What is needed here is an exact copy of every entry.

Pointing dataset records:
────────────────────

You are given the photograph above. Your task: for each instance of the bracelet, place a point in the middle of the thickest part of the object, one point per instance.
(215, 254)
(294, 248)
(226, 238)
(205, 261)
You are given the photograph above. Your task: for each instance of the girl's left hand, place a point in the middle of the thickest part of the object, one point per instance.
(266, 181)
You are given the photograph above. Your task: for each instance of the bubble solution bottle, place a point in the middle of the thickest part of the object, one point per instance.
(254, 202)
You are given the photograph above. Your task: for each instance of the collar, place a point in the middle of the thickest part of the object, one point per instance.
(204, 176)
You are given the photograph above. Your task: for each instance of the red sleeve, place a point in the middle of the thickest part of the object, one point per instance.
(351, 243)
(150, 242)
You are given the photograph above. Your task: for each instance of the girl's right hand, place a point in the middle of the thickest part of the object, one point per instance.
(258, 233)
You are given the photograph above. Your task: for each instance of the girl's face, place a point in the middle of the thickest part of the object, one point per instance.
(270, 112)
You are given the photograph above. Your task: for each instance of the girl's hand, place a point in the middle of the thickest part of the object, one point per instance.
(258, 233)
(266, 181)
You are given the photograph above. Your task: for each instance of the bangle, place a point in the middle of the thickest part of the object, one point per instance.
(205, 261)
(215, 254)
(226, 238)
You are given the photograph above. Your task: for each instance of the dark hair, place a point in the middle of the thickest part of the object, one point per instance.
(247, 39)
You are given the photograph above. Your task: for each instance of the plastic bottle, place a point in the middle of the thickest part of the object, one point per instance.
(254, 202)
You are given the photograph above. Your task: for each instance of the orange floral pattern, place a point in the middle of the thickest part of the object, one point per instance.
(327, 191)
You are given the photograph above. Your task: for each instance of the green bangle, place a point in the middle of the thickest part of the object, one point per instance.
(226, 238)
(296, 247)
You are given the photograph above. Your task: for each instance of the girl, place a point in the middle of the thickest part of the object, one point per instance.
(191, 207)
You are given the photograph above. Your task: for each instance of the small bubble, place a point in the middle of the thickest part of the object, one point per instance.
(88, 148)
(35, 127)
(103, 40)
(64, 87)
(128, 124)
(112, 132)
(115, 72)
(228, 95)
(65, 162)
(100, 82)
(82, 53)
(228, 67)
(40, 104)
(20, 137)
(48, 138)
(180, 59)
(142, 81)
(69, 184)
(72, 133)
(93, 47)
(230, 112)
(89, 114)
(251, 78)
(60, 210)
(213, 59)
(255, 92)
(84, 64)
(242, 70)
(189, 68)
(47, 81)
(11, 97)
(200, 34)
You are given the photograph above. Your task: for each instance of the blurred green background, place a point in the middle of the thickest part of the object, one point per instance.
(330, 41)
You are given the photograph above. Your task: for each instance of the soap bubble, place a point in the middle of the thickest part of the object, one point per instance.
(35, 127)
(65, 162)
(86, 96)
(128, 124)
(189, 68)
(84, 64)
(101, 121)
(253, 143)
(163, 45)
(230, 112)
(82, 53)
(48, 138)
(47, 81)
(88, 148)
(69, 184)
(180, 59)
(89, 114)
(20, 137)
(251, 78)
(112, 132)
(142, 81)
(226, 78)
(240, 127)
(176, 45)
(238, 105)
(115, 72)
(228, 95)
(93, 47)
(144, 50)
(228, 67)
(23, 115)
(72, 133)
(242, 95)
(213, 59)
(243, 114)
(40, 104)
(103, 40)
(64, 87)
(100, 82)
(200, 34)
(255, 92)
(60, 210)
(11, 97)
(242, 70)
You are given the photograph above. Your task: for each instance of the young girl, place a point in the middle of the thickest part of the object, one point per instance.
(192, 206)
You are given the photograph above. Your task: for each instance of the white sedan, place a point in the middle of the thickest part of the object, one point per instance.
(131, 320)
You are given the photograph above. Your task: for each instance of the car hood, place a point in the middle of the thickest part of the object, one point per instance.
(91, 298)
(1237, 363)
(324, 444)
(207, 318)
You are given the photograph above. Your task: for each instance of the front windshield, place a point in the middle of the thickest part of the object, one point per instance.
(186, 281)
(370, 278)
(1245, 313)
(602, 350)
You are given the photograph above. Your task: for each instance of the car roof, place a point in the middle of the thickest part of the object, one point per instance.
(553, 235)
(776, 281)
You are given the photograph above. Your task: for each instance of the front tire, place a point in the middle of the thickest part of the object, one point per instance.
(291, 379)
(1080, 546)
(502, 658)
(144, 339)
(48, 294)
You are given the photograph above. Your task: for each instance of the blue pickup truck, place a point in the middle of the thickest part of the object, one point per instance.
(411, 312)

────────────────────

#### RESPONSE TO THE TASK:
You are given the photograph above. Your task: for each instance of the bracelet, place a point in the middle of the thickest part of the object, one point per instance.
(215, 254)
(294, 248)
(226, 238)
(205, 261)
You are given the photograph above. Your task: for each instance of the girl's left hand, place a point in the middle of the thickest part of the object, one point per instance.
(266, 181)
You are given the photograph above. Your task: for each instance of the bubble solution bottle, place a point in the middle of the thickest part of the object, one point per instance.
(254, 202)
You are given the photograph above. Your task: for each instance of the collar, place a point in the middle of the thickest part of the object, one point per instance.
(204, 176)
You are given the photograph above. Your task: for each instance of the red sleeve, place a point in the middle of the thickest part of the object, one point per instance.
(351, 243)
(150, 242)
You are given the photograph above. Your task: for each instance of the girl's right hand, place a point in the middle of the thickest part of the object, one point per instance.
(258, 233)
You are given the photograph above. Your task: for each instance of the girl's face, place a point in the middle of the thickest part of the object, one point per instance.
(270, 112)
You are given the photograph above. Your task: for each instance of the girl's hand, place a point in the middle of the thickest part of the object, one point per instance.
(258, 233)
(266, 181)
You are given the photograph above. Your task: for each instance of the bangle, place a point in the middle of the thickest part of the object, one point per instance.
(205, 261)
(215, 254)
(226, 238)
You are given the photograph above. Your task: for each instance of the dark hair, place a point in the middle of the thickest part of the object, one point per instance.
(247, 39)
You are given the photograph above. Your task: for each instance of the plastic bottle, place a point in the middle of the thickest part of the object, one point per instance.
(254, 202)
You are given the photograph above. Your task: for each instance of the orange floral pattern, place a point in the middle of the thickest part of the object, one point per instance.
(327, 191)
You are given the photograph above. Your task: for each instance of the green bangle, place a point in the middle of the thickest part of the object, one point per instance.
(226, 238)
(296, 247)
You are given the photograph above. Your task: for each instance of the girl, place a point in the middle of the thickest part of the object, one point per instance.
(191, 207)
You are given the photograph above. Your task: for each instance of the small bubble, place a point in the middle of the thickest part of the object, one point per instance.
(88, 148)
(35, 127)
(103, 40)
(64, 87)
(128, 124)
(112, 132)
(115, 72)
(228, 95)
(65, 162)
(100, 82)
(82, 53)
(228, 67)
(40, 104)
(20, 137)
(48, 138)
(180, 59)
(142, 81)
(69, 184)
(72, 133)
(93, 47)
(230, 112)
(89, 114)
(251, 78)
(60, 210)
(213, 59)
(255, 92)
(84, 64)
(242, 70)
(189, 68)
(47, 81)
(11, 97)
(200, 34)
You are given the photograph above. Your task: for each instance of the blurred green background, place a point in the middle of the thickest part of the object, one point per instance.
(330, 41)
You are given the photograph above. Your task: for each instance of the soap bubble, place a point in the middle of the thickest part of the object, one point per instance.
(35, 127)
(65, 162)
(86, 96)
(128, 124)
(189, 68)
(84, 64)
(101, 121)
(253, 143)
(163, 45)
(230, 112)
(82, 53)
(48, 138)
(47, 81)
(88, 148)
(69, 184)
(180, 59)
(89, 114)
(20, 137)
(251, 78)
(112, 132)
(142, 81)
(226, 78)
(240, 127)
(176, 45)
(238, 105)
(115, 72)
(228, 95)
(93, 47)
(144, 50)
(228, 67)
(23, 115)
(72, 133)
(242, 95)
(213, 59)
(243, 114)
(40, 104)
(103, 40)
(64, 87)
(100, 82)
(200, 34)
(255, 92)
(60, 210)
(11, 97)
(242, 70)
You are given the photograph above. Your task: for each instance of the young girl, place a point in the middle of the thickest part of the object, one point per instance.
(192, 206)
You are given the photograph above. Your task: for each instance of the white sedan, place a point in the middle of the thickest part of the object, one point per instance.
(131, 320)
You are given the photograph above. Your task: for each instance of the car hood, place a point in the middle of the thickest part of the object, one point per instance.
(91, 298)
(1237, 363)
(324, 444)
(207, 318)
You are given the photograph above. Your task: for each instance of the front windshield, place a point in the middle of the thickest part of the object, one point per instance.
(186, 281)
(370, 278)
(1245, 313)
(602, 350)
You are given the photograph above. Your task: for each instance of the car roof, place a point in the middle of the thickest part of the object, one point per instance.
(553, 235)
(776, 281)
You are given the photograph above. Your task: for each instance of the front tire, place a point in the middle of the thickest part of the object, one point per instance.
(291, 379)
(1080, 546)
(502, 658)
(144, 339)
(48, 294)
You are given the photograph above. Your task: for each instance of the blue pickup truck, place a point in the middle of the thickest part of the object, one point per instance.
(411, 312)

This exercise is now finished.